------ MATERIAL ------
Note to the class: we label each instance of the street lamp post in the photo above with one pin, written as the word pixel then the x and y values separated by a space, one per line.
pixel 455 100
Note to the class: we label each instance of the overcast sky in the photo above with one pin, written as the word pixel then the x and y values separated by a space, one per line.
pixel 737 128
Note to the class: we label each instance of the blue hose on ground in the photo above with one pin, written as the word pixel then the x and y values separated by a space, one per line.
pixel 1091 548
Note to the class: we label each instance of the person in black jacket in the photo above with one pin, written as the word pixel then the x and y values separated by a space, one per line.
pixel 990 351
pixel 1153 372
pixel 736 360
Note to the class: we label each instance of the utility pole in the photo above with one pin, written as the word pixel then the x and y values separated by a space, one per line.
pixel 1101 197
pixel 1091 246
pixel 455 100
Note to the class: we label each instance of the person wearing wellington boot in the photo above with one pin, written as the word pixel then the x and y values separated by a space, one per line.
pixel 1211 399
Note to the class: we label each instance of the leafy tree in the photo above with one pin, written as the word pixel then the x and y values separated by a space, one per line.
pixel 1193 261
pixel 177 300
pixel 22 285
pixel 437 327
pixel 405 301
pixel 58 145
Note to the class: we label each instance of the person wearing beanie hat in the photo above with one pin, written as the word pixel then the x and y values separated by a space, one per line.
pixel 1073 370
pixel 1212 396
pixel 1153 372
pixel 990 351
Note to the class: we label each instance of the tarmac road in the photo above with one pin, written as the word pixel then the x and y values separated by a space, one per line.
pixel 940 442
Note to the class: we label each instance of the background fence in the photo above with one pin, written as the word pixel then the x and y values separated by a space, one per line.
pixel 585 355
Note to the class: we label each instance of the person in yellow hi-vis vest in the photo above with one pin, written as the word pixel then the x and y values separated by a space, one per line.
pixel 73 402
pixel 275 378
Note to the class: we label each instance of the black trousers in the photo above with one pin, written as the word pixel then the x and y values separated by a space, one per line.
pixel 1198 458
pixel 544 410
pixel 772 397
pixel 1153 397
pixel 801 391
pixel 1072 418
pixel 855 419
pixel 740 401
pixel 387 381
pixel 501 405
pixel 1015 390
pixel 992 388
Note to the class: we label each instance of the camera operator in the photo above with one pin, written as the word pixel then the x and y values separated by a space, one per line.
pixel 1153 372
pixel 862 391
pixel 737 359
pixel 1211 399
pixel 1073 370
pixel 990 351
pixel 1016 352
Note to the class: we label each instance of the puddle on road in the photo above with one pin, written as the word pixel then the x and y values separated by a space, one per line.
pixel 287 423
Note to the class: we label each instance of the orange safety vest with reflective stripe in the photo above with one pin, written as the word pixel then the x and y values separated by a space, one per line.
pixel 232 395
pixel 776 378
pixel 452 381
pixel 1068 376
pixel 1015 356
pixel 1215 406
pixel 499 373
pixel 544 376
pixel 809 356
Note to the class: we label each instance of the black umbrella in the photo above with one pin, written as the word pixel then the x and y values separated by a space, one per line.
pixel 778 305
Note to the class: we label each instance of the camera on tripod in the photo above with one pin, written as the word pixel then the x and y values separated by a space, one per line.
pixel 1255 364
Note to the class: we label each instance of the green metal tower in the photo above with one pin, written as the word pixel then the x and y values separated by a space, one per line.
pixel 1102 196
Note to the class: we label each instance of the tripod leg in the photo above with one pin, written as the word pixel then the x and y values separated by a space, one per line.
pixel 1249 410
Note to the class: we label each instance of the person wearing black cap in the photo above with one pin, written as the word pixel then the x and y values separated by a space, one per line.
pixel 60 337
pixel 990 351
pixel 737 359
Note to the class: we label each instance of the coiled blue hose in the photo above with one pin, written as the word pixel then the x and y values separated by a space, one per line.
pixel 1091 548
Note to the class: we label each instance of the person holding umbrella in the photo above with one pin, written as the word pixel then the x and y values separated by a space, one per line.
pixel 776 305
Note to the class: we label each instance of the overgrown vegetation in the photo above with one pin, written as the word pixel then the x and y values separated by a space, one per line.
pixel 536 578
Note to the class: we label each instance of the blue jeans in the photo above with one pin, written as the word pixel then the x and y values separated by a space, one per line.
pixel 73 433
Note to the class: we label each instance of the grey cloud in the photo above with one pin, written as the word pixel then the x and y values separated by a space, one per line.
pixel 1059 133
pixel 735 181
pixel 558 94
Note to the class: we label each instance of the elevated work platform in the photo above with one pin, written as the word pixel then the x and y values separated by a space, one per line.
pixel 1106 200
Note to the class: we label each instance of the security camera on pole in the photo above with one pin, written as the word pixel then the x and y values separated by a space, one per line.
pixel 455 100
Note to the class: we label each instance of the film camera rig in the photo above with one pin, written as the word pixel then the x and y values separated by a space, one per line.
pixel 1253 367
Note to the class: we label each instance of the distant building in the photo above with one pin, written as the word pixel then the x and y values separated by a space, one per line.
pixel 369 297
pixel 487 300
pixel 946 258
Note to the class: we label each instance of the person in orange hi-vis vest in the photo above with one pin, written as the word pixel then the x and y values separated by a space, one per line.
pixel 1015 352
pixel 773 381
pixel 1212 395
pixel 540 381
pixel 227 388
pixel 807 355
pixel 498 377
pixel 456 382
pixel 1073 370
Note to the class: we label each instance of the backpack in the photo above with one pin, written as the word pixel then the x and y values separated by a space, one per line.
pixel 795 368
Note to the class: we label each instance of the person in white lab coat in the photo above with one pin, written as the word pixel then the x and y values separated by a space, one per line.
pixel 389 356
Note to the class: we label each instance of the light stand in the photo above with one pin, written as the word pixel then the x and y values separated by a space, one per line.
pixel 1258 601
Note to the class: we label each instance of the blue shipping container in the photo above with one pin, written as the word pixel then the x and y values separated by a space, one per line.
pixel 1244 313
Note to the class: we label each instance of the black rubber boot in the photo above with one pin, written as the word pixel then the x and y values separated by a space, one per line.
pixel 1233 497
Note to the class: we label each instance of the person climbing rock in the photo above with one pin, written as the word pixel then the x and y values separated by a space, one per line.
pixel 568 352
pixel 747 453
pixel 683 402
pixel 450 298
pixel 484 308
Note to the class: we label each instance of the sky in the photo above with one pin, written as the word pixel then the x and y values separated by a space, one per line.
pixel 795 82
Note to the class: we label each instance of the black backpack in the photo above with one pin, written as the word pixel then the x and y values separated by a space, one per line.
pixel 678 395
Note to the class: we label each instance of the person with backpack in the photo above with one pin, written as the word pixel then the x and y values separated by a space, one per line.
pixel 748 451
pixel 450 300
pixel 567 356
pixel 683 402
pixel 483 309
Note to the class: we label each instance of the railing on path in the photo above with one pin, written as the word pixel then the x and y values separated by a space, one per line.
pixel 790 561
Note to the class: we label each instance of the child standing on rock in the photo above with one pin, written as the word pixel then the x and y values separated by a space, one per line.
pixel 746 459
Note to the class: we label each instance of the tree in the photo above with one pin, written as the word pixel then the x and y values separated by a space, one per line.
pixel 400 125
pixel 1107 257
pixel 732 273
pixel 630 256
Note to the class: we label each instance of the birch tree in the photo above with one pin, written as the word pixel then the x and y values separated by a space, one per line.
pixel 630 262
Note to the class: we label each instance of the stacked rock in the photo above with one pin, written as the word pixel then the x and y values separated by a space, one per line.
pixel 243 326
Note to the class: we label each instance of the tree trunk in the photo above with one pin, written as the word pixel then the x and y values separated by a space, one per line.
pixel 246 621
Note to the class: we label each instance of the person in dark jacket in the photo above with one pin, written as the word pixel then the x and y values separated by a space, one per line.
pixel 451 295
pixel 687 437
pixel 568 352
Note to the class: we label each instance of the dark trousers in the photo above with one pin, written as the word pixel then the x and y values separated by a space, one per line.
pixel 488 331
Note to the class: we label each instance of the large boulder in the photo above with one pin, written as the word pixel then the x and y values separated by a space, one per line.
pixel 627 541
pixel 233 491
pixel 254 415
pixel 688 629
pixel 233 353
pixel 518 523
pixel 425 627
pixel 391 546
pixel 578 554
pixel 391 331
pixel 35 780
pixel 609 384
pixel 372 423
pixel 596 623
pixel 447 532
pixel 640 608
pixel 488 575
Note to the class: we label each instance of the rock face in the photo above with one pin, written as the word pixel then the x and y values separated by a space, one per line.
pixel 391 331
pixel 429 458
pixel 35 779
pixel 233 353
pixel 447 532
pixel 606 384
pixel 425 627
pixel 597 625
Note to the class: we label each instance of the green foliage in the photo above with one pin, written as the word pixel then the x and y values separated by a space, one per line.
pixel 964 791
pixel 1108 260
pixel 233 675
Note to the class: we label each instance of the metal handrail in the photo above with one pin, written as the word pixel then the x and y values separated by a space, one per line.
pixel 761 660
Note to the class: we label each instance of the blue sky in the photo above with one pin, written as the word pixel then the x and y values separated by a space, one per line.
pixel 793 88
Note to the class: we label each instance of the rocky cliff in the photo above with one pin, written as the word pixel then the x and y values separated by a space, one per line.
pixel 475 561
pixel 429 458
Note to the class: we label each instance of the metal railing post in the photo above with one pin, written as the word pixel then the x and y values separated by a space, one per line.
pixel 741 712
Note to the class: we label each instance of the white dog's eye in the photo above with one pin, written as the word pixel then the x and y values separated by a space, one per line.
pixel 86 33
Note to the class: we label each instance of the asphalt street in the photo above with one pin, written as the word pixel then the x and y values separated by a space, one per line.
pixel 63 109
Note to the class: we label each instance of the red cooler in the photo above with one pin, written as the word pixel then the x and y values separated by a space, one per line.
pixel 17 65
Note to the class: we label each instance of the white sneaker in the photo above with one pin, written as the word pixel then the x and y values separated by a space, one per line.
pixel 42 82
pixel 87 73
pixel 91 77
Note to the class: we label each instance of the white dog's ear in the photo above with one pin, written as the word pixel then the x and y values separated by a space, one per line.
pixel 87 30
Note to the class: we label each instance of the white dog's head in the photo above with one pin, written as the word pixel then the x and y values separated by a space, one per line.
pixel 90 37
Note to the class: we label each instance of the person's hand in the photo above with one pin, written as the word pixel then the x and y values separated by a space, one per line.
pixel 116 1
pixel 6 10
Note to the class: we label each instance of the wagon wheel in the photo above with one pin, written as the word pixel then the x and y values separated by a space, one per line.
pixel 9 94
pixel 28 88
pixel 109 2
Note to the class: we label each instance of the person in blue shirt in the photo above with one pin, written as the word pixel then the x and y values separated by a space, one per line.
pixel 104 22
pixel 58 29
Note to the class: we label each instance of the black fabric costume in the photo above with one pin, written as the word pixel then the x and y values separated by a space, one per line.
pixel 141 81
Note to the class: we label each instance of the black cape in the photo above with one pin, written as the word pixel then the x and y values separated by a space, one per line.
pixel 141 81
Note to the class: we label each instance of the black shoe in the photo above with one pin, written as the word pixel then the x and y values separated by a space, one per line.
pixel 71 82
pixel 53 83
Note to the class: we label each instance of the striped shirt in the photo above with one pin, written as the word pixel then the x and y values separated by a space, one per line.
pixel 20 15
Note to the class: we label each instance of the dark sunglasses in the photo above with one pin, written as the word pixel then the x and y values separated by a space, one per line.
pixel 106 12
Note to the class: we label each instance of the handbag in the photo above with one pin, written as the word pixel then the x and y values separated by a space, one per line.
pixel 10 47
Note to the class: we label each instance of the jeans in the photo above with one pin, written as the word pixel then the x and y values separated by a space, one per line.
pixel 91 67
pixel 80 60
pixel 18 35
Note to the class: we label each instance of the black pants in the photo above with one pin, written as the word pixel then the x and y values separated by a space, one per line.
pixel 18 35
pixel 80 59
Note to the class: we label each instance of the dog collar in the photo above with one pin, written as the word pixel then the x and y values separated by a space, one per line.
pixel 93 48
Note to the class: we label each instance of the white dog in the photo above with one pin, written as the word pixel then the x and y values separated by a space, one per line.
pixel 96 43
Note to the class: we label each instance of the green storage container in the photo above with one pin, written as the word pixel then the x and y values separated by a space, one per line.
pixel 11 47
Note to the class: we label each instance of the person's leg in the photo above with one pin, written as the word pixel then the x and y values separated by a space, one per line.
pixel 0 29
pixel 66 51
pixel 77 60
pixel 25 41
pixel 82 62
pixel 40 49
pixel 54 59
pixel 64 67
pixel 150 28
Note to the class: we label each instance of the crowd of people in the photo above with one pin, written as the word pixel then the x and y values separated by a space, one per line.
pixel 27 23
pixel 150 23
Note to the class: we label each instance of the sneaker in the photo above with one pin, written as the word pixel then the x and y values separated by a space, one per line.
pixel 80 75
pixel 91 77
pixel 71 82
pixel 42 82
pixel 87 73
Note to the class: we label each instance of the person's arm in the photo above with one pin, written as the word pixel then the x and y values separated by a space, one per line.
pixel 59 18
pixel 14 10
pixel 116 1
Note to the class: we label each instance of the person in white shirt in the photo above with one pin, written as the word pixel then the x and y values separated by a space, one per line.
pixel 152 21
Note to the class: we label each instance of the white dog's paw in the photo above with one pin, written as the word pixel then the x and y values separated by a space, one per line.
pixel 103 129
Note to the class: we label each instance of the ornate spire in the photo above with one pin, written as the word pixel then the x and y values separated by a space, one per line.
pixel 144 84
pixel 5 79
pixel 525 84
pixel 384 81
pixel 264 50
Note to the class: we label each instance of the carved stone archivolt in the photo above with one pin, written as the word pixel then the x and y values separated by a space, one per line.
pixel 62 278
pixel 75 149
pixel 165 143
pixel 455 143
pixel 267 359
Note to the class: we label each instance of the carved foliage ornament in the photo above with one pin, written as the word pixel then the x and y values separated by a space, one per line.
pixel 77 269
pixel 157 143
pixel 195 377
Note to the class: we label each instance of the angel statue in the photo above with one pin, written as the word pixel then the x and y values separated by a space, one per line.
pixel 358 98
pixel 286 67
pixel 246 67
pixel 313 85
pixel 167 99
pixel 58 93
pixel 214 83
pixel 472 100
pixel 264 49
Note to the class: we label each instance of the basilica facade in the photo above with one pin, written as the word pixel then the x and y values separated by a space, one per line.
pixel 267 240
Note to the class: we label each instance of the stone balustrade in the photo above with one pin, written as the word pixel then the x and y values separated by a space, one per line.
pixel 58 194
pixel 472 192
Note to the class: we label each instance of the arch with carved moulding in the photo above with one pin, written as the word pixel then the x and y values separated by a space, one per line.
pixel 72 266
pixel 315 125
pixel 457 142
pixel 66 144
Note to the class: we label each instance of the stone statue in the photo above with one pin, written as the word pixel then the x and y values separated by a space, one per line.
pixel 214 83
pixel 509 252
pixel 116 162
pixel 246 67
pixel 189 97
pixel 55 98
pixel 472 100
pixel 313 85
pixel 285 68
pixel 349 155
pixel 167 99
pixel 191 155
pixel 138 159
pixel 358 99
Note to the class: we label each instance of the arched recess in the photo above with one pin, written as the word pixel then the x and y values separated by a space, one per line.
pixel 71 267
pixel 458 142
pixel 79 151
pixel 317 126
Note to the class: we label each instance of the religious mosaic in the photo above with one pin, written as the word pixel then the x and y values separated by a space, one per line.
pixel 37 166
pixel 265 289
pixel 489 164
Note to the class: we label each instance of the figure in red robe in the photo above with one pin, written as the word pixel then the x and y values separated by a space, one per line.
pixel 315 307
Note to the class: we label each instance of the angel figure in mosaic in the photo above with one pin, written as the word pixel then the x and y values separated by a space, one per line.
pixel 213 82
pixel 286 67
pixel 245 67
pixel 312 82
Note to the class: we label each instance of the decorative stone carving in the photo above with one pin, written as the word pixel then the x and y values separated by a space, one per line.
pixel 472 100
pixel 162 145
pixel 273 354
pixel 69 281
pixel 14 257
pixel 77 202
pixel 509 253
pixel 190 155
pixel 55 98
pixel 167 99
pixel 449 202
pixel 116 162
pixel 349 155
------
(SHORT PROBLEM):
Copy out the stretch of the items above, from their very beginning through the line containing "pixel 940 442", reproducing each line precisely.

(WRITTEN SOLUTION):
Note to the class: we label each instance of the street lamp post in the photo above with one pin, written as the word pixel then the x and y values separated by a space, one per line.
pixel 455 100
Note to the class: we label each instance of the overcast sky in the photo above with one pin, written as the word pixel then the x and y values separated by a space, one per line.
pixel 737 128
Note to the class: we label each instance of the blue hose on ground in the photo above with one pin, written as the word pixel then the x and y values separated by a space, one per line.
pixel 1091 548
Note to the class: we label each instance of the person in black jacket in the photo above with one pin, written as the word pixel then the x and y values separated by a space, one per line.
pixel 990 351
pixel 1153 372
pixel 736 360
Note to the class: we label each instance of the utility pole in the photo above with one pin, written as the word pixel then the x and y values separated by a space, one per line.
pixel 1101 197
pixel 1091 246
pixel 455 100
Note to the class: we label each instance of the person wearing wellington boot in the photo above with one pin, written as the word pixel then the x and y values separated by a space, one per line.
pixel 1211 399
Note to the class: we label each instance of the leafy tree in the photo above with one pin, written as the word pixel then the x and y values separated by a space, one per line.
pixel 1193 261
pixel 177 300
pixel 22 285
pixel 437 327
pixel 405 301
pixel 58 145
Note to the class: we label each instance of the person wearing beanie hat in the photo above with one pin, written as the word pixel then the x and y values separated by a space, one per line.
pixel 1073 370
pixel 1212 396
pixel 1153 372
pixel 990 351
Note to the class: we label each instance of the tarmac road in the photo above with one pin, written as the word pixel then the x and y values separated by a space, one per line.
pixel 940 442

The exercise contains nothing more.